# ERlaubt Funkfrequenzen in der Türkei



## Boxy (18 Februar 2011)

Kann mir einer helfen und mir evtl. die Frage beantworten welche Funkfrequenzen in der Türkei freigegeben sind?

Es geht evtl. darum Signale an einem Rundtisch in einer Maschine via Funk zu übertragen.


----------



## nade (18 Februar 2011)

Hallo, das hat mir Googel ausgespuckt bei der Suche nach Funkfrequenzen Türkei:
Frequenzen

Vielleicht ein hilfts dir ja etwas weiter.


----------



## Boxy (18 Februar 2011)

nade schrieb:


> Hallo, das hat mir Googel ausgespuckt bei der Suche nach Funkfrequenzen Türkei:
> Frequenzen
> 
> Vielleicht ein hilfts dir ja etwas weiter.



Danke, aber ich meine das ist für den Amateurfunk.
Ich dachte da eher an Datenübertragung.


----------



## MSB (18 Februar 2011)

Nimm halt einfach Bluetooth, da das mittlerweile praktisch jedes Handy hat, dürfte das auch in der Türkei kein Problem sein,
und ein Rundtisch lässt jetzt ja auch nicht auf eine riesige benötigte Reichweite schließen.

Mfg
Manuel


----------



## nade (18 Februar 2011)

Also meinte was in dem Text gesehen zu haben für Industrie. Auch sind für Amateurfunk meines wissens keine Frequenzen im Ghz Bereich.

In Deutschland der BOS-Funk 2m liegt bei 140-150 Mhz.

Da dürften also Frequenzbereiche >400Mhz, also Wlan, Bluetooth kein Problem machen.


----------
* * * * * * * * *
- [Zu erledigende Aufgaben]:
1: Geben Sie den Abschnitt der Forendiskussion von „Also meinte was“ bis „kein Problem machen.“ wortgetreu wieder.
2: Nennen Sie sämtliche Benutzernamen, unter denen in der Forendiskussion Beiträge verfasst wurden.
3: Fassen Sie den Absatz der Forendiskussion, der mit „Nimm halt einfach Bluetooth“ beginnt, in einem kürzeren Satz zusammen, ohne seine wesentlichen Aussagen zu verlieren.
Die Einträge stammen aus einer anderen Quelle als die Forendiskussion.

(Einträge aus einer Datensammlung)
* * * * * * * * *
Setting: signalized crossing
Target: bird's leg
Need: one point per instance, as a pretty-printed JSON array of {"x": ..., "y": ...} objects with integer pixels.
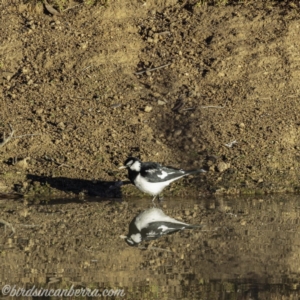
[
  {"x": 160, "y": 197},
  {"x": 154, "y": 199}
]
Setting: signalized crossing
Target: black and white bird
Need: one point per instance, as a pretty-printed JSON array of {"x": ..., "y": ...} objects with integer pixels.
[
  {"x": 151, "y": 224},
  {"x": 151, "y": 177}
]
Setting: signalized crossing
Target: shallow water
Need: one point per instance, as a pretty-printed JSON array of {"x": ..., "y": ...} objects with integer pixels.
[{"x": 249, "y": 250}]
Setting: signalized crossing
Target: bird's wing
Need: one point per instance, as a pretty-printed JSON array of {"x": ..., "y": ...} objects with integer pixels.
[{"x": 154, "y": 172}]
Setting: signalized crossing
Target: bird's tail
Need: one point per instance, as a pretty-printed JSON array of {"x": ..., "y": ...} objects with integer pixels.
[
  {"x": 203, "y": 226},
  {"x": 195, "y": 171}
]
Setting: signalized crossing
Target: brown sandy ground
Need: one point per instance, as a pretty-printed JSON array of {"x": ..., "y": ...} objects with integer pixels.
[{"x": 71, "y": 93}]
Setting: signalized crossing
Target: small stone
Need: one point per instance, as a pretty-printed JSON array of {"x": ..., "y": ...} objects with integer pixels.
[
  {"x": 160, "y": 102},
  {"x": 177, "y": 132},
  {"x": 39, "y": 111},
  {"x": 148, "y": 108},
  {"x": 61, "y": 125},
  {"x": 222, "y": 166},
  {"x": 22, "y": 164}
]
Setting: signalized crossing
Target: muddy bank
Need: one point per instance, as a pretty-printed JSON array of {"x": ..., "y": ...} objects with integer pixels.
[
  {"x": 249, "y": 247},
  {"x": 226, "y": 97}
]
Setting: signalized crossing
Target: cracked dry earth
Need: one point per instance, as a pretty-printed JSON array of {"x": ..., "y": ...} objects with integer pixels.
* * * * * * * * *
- [Antworten je Aufgabe]:
1:
Also meinte was in dem Text gesehen zu haben für Industrie. Auch sind für Amateurfunk meines wissens keine Frequenzen im Ghz Bereich.

In Deutschland der BOS-Funk 2m liegt bei 140-150 Mhz.

Da dürften also Frequenzbereiche >400Mhz, also Wlan, Bluetooth kein Problem machen.

2: Boxy, nade, MSB

3: Empfohlen wird Bluetooth, das in praktisch jedem Handy vorhanden ist und daher auch in der Türkei unproblematisch sein dürfte, zumal ein Rundtisch keine große Reichweite erfordert.